WORK INSTRUCTION — Repeat every entry exactly as it appears.

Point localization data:

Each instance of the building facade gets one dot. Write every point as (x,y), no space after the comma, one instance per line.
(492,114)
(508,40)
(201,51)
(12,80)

ANSWER TO THE PROBLEM —
Each instance of the building facade gets one dot. Write every point as (x,y), no space after the comma, one instance per line.
(492,114)
(508,40)
(201,51)
(12,80)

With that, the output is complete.